▸ **Given exercise**
Recast every line of the items below as a Markdown table with the columns Row and Line, giving each line its own numbered row and leaving out blank lines.

++++++

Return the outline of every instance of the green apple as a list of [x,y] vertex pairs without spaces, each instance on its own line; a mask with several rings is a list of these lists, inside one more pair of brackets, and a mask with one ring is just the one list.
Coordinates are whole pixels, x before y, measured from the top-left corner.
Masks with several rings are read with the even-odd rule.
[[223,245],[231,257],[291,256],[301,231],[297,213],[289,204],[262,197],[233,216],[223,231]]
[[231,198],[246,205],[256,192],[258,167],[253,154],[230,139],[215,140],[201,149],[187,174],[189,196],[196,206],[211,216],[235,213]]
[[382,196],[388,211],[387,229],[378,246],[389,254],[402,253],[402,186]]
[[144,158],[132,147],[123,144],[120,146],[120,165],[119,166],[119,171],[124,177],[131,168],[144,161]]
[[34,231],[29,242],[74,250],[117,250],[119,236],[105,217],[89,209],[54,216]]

++++++

▸ **Result of the exercise**
| Row | Line |
|---|---|
| 1 | Return the outline of every instance of the green apple as a list of [x,y] vertex pairs without spaces, each instance on its own line; a mask with several rings is a list of these lists, inside one more pair of brackets, and a mask with one ring is just the one list. |
| 2 | Coordinates are whole pixels, x before y, measured from the top-left corner. |
| 3 | Masks with several rings are read with the even-odd rule. |
| 4 | [[223,245],[231,257],[291,256],[301,231],[297,213],[289,204],[262,197],[233,216],[223,231]] |
| 5 | [[231,198],[246,205],[256,192],[258,167],[253,154],[230,139],[215,140],[201,149],[187,174],[189,196],[196,206],[211,216],[235,213]] |
| 6 | [[382,196],[388,211],[387,229],[378,246],[389,254],[402,253],[402,186]] |
| 7 | [[144,158],[132,147],[123,144],[120,146],[120,165],[119,166],[119,171],[124,177],[131,168],[144,161]] |
| 8 | [[34,231],[29,242],[74,250],[117,250],[119,236],[105,217],[89,209],[54,216]] |